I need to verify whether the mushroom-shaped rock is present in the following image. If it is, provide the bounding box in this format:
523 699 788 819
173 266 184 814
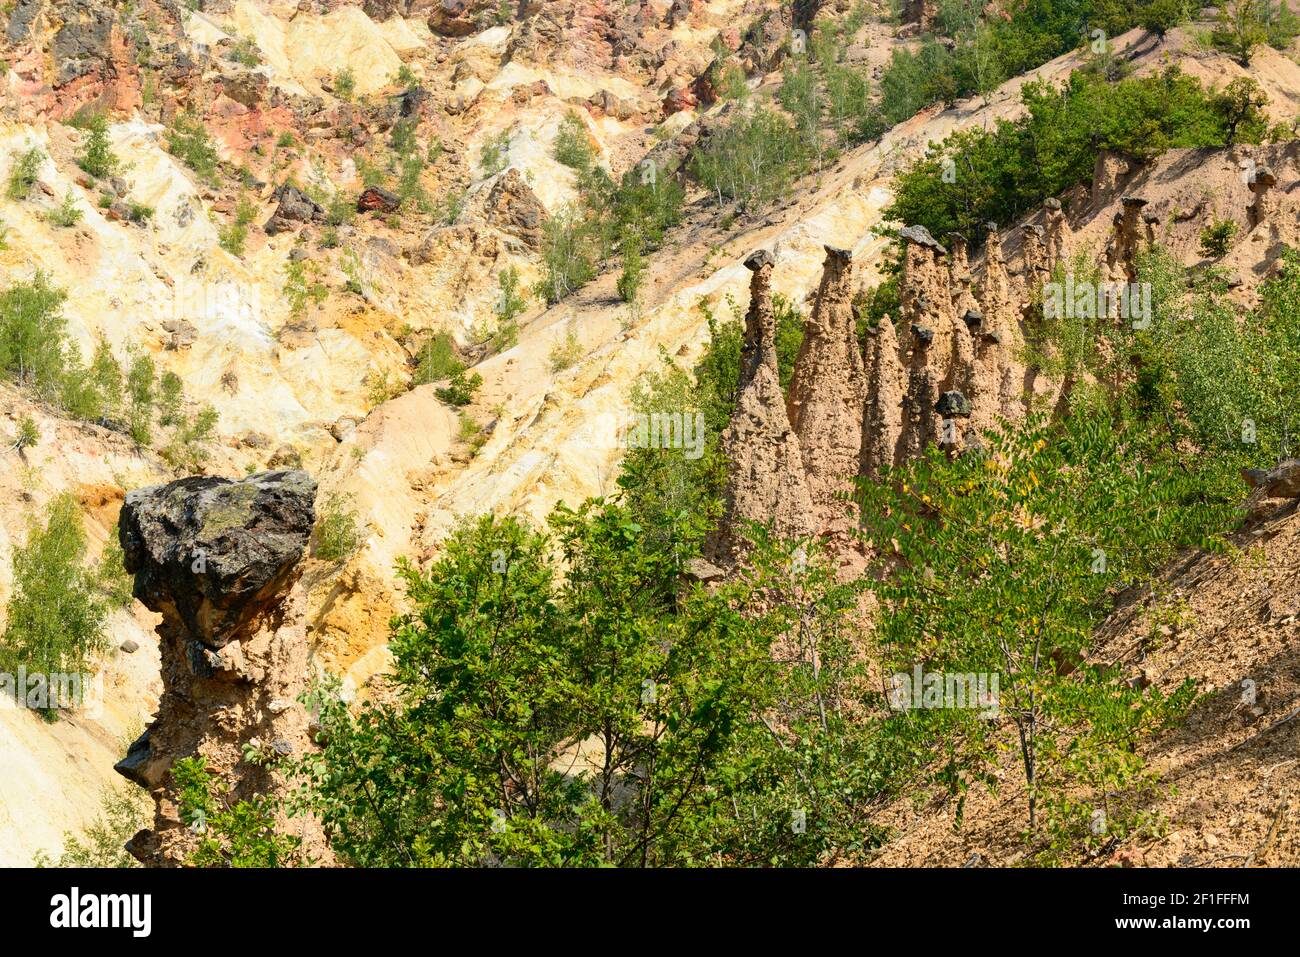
898 224 947 255
712 251 817 559
119 470 317 649
786 245 868 530
114 470 328 866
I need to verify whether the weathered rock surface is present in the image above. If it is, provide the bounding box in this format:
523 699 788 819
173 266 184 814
787 245 867 530
119 471 317 650
115 470 327 867
483 168 549 249
712 250 816 560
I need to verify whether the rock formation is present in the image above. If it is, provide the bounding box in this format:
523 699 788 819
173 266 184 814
483 167 550 249
1249 165 1279 234
901 0 933 32
976 223 1025 420
948 232 980 319
786 245 868 530
861 314 906 476
898 224 954 357
1043 197 1070 272
1104 196 1148 286
712 252 816 559
114 470 328 866
897 322 938 463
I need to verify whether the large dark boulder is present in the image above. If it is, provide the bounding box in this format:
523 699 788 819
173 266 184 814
357 185 402 214
51 0 114 85
263 184 325 235
118 471 317 649
936 390 973 418
5 0 42 44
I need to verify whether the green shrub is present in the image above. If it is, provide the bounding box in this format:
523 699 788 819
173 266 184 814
288 507 875 867
341 249 365 296
6 147 43 200
173 756 303 867
0 272 72 398
326 191 355 226
887 67 1244 248
166 112 220 184
46 190 83 228
229 36 261 68
553 111 596 171
435 368 482 406
160 405 219 472
437 188 467 224
95 524 135 610
1200 218 1238 257
283 258 328 316
218 196 258 257
617 231 645 307
489 266 526 351
0 494 108 717
457 410 485 451
125 352 155 445
77 113 118 179
413 331 464 385
689 106 810 212
535 207 598 304
547 328 583 372
313 494 361 562
479 129 512 177
334 68 356 101
86 341 124 423
858 409 1206 848
1212 0 1297 64
392 64 417 89
395 154 428 211
356 155 387 189
157 367 183 427
11 415 39 452
33 786 148 868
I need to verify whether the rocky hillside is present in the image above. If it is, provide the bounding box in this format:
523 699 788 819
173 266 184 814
3 0 1300 866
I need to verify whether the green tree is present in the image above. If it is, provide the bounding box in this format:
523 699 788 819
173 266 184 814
0 272 71 397
126 352 156 445
1213 0 1277 63
173 756 304 867
535 207 597 304
219 196 258 257
166 112 220 184
291 507 877 867
689 107 810 212
77 113 119 179
87 342 125 423
10 415 38 453
46 190 83 228
490 266 527 351
1214 76 1270 146
617 230 645 307
435 368 482 406
33 786 148 868
553 111 596 171
0 495 108 717
6 147 43 200
313 494 361 562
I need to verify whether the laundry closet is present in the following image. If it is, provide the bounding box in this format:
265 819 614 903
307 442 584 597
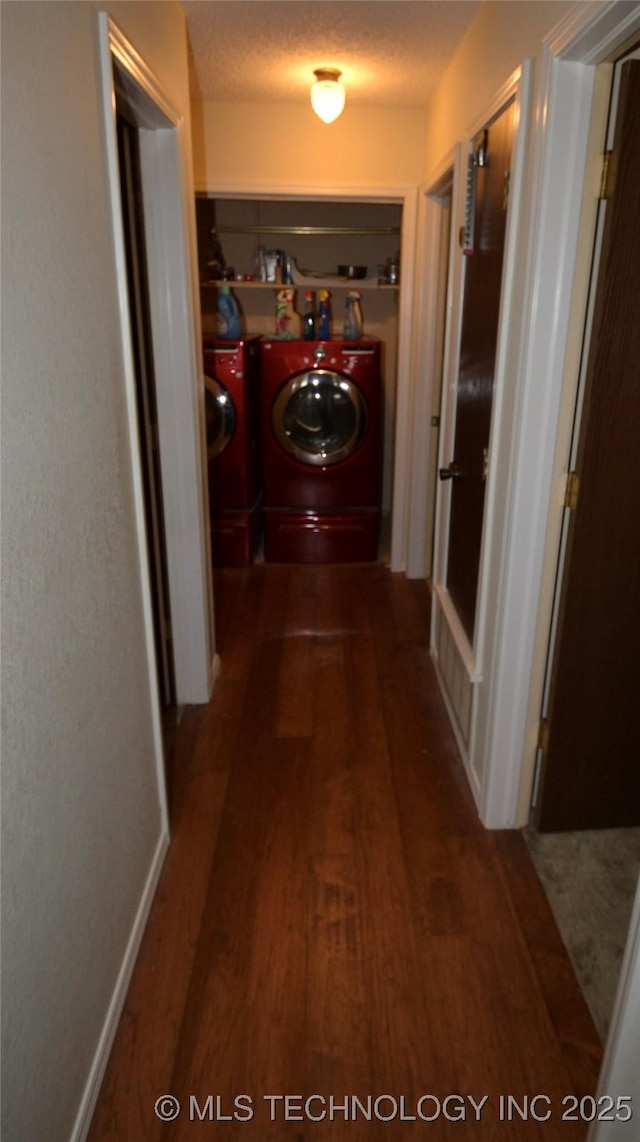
196 195 402 566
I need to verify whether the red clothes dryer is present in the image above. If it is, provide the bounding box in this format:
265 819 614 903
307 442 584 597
203 335 261 566
259 338 382 563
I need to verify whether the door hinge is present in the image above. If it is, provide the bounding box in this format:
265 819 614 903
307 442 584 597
537 718 550 755
503 169 511 211
599 150 617 200
564 471 580 511
529 722 549 815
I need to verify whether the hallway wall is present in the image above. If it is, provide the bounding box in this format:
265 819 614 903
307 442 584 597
192 101 425 189
421 0 574 181
1 3 196 1140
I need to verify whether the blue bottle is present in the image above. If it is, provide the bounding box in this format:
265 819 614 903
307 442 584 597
216 284 242 339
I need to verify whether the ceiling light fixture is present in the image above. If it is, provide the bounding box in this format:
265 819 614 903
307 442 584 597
311 68 345 124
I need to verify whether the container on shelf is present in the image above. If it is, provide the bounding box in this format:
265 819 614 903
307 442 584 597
343 291 363 341
303 291 316 341
216 285 243 339
253 245 267 282
317 290 331 340
275 288 302 339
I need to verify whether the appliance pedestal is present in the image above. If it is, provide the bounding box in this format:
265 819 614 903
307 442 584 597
264 507 379 564
210 496 262 568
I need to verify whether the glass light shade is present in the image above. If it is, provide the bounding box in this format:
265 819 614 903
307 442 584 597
311 69 345 124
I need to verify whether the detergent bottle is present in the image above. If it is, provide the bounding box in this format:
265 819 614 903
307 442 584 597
317 289 331 340
343 290 363 340
216 284 242 339
275 288 302 339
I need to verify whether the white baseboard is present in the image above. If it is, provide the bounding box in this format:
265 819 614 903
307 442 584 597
70 831 169 1141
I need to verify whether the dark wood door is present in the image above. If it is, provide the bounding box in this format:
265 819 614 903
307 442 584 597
536 61 640 832
445 102 515 642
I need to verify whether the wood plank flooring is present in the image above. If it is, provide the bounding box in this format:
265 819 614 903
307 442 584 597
88 565 602 1141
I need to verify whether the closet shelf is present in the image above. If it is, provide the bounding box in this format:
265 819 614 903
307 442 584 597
200 280 399 292
215 225 400 237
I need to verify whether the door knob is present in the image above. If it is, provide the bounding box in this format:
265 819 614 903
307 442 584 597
439 462 461 481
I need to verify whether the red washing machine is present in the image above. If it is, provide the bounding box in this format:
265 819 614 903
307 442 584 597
203 335 262 566
259 338 382 563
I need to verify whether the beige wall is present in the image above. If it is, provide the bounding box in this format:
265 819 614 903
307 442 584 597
421 0 574 180
1 3 193 1139
192 101 425 189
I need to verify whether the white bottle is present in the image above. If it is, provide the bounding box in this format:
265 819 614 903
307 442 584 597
343 291 363 340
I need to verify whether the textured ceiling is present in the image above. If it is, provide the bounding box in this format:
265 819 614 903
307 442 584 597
181 1 482 109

____

**REQUIRED ACTION**
Return the material as it stands. Leave out the pictures.

**RESPONSE TO THIS EXERCISE**
I need to verify whether the mushroom-shaped rock is present in the following image. If it is, provide the bounding box in this format:
523 699 788 819
173 266 184 814
898 224 947 255
712 251 817 559
119 470 317 649
786 245 868 530
114 470 328 866
I need to verify whether the weathered rock surface is present in the image above. If it is, provide the bounding box in this format:
523 699 788 819
173 266 184 814
787 245 867 530
119 471 317 650
115 470 327 867
483 168 549 249
712 250 816 560
I need to verify whether the rock formation is present in the image above. If it is, provide the bounding box in this format:
523 699 788 819
173 266 184 814
483 167 550 249
1249 165 1279 234
901 0 933 32
976 223 1025 420
948 232 980 319
786 245 868 530
861 314 906 476
898 224 954 357
1043 197 1070 272
1104 196 1148 286
712 252 816 559
114 470 328 866
897 322 938 463
I need to verify whether the large dark boulder is present in the image above. If it is, provide the bounding box in this format:
523 699 788 819
173 266 184 814
357 185 402 214
51 0 114 85
263 184 325 235
118 471 317 649
936 390 973 418
5 0 42 44
I need to verify whether the green shrub is present in the image above. If it is, provide the bounding box in this format:
523 699 788 819
173 266 184 814
288 507 875 867
341 249 365 296
6 147 43 200
173 756 303 867
0 272 72 398
326 191 355 226
887 67 1244 248
166 112 220 184
46 190 83 228
229 36 261 68
553 111 596 171
435 368 482 406
160 405 219 472
437 188 467 224
95 524 135 610
1200 218 1238 257
283 258 328 316
218 196 258 257
617 231 645 307
489 266 526 351
0 494 108 717
457 410 485 451
125 352 155 445
77 113 118 179
413 331 464 385
689 106 810 212
535 207 598 304
547 328 583 372
313 494 361 562
479 129 512 177
334 68 356 101
86 341 124 423
858 409 1206 848
1212 0 1297 64
392 64 417 89
395 154 428 211
356 155 387 189
157 367 183 427
11 415 39 452
33 786 148 868
I need to verify whether the rocky hillside is present in the image above. If it is, provide the bounding box in this format:
523 699 788 819
173 266 184 814
3 0 1300 866
I need to verify whether the green tree is present in the image above. If it is, provide the bounding box in this format:
523 699 788 819
173 266 184 814
0 272 71 397
126 352 156 445
1213 0 1277 63
173 756 304 867
535 207 597 304
219 196 258 257
166 112 220 184
291 507 877 867
689 107 810 212
77 113 119 179
87 342 125 423
10 415 38 453
46 190 83 228
490 266 527 351
1214 76 1270 146
617 230 645 307
435 368 482 406
33 786 148 868
553 111 596 171
0 495 108 717
6 147 43 200
313 494 361 562
I need to verify whether the laundry closet is present in the following image. If it is, provide the bounding box in this format:
265 819 614 903
307 442 584 597
196 195 402 566
I need to verify whether the red clothes dryer is present in the image above. If it is, provide the bounding box in this format:
265 819 614 903
307 442 584 597
203 335 261 566
259 338 382 563
I need to verify whether the door hinge is present in the image above. If it is, provide the bounding box in this format:
265 819 614 903
307 442 584 597
537 718 550 755
503 169 511 211
599 150 617 200
564 471 580 511
529 722 549 815
I need to verify whether the hallway wall is present in the image above. If it is, provide the bounding box in this format:
265 819 614 903
307 442 584 597
192 101 425 189
421 0 574 181
1 3 196 1140
I need to verify whether the blue bottle is present in the image above. If it is, provide the bounding box in this format:
265 819 614 903
307 442 584 597
216 284 242 339
I need to verify whether the ceiling light fixture is present in the image above. If it is, provide the bounding box in this format:
265 819 614 903
307 442 584 597
311 68 345 124
I need to verify whether the container on shelf is present in the image above. If it is, provide the bounding box in this format:
265 819 614 903
307 442 584 597
343 291 363 341
303 291 316 341
216 285 243 339
253 245 267 282
317 290 331 340
275 288 302 339
I need to verify whether the appliance pedestal is present in the image above. If it is, provide the bounding box in this format:
265 819 614 903
307 442 584 597
264 507 379 564
210 496 262 568
I need to verify whether the glass light shade is present in the image above. If it is, provide the bounding box in this format:
265 819 614 903
307 442 584 597
311 69 345 124
I need to verify whether the detergent bottle is present in the image above. If it is, provide the bounding box in this format:
265 819 614 903
307 442 584 597
317 289 331 340
343 290 363 340
216 284 242 339
275 288 302 339
I need to verify whether the white baseboard is present in the image above. If it is, provide the bounding box in this format:
265 819 614 903
307 442 584 597
70 831 169 1141
I need to verify whether the dark wood door is present in the image above. If it is, provide the bounding box in this format:
265 819 614 903
307 442 584 597
536 61 640 832
445 102 515 642
I need to verify whether the wood plank flooring is present in the image above. If it is, provide the bounding box in this format:
265 819 614 903
307 442 584 597
88 565 602 1141
I need to verify whether the closet shelf is present in the image above. If it is, provide the bounding box in this format:
265 819 614 903
307 442 584 597
200 280 399 292
215 225 400 237
I need to verify whether the door knob is present in the image above. If it is, provide the bounding box in this format:
265 819 614 903
307 442 584 597
439 462 461 481
I need to verify whether the red washing machine is present in the image above. If it is, provide the bounding box in this format:
265 819 614 903
307 442 584 597
203 335 262 566
259 338 382 563
I need to verify whether the beige wall is present in the image above. If it is, provide the bounding box in this format:
265 819 614 903
307 442 584 597
421 0 574 180
1 3 193 1139
192 101 425 189
I need to verify whether the white bottle is present in the image above. If it is, provide the bounding box in this format:
265 819 614 903
307 442 584 597
343 291 363 340
I need to verify whether the textured ceiling is present in the image above. If it is, provide the bounding box in this format:
265 819 614 903
307 442 584 597
181 1 482 109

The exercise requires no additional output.